EXERCISE PROMPT: Some entries follow. Reproduce exactly the lines starting at the one with "For each instance, a" and stopping after the one with "M 363 327 L".

*** THE INPUT ***

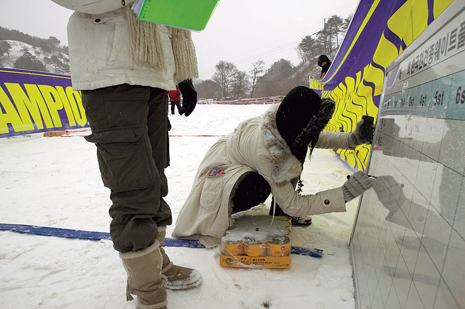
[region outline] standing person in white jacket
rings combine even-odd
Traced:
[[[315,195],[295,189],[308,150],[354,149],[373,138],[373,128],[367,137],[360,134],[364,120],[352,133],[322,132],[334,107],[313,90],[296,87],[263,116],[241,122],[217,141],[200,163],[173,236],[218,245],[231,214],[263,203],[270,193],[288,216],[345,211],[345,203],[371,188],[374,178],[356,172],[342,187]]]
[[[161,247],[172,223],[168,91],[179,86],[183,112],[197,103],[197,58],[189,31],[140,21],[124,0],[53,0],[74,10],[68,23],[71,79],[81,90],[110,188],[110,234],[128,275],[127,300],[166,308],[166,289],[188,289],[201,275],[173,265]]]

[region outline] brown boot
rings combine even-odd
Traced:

*** End of THE INPUT ***
*** THE INPUT ***

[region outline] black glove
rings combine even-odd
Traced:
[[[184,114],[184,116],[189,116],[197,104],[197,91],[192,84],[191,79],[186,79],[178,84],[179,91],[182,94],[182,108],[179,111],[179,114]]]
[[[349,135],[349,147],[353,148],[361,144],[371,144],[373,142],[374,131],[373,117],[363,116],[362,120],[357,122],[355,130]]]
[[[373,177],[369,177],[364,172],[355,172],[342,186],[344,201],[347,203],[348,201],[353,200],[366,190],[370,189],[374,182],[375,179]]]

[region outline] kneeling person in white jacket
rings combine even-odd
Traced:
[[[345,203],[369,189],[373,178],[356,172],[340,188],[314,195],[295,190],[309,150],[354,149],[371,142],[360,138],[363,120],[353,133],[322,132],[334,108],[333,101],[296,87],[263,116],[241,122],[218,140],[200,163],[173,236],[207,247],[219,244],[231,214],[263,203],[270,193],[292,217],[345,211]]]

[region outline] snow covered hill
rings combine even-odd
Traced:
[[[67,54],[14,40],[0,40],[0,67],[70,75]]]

*** End of THE INPUT ***
*** THE INPUT ***

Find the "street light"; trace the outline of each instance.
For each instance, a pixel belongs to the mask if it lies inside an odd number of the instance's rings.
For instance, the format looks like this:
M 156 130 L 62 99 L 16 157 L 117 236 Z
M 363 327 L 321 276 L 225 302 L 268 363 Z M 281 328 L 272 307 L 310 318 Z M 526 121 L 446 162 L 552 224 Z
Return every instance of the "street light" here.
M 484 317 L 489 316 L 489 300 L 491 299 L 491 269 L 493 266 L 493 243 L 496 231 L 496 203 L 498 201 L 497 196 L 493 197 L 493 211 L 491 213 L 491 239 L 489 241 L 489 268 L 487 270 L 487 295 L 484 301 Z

*** End of THE INPUT ***

RESULT BELOW:
For each instance, a pixel belongs to the mask if it lies inside an odd number of the instance's rings.
For instance, the format looks like this:
M 156 130 L 62 99 L 16 157 L 117 236 Z
M 363 327 L 321 276 L 225 302 L 268 363 Z M 281 328 L 272 307 L 310 318 Z M 526 121 L 446 162 L 552 224 Z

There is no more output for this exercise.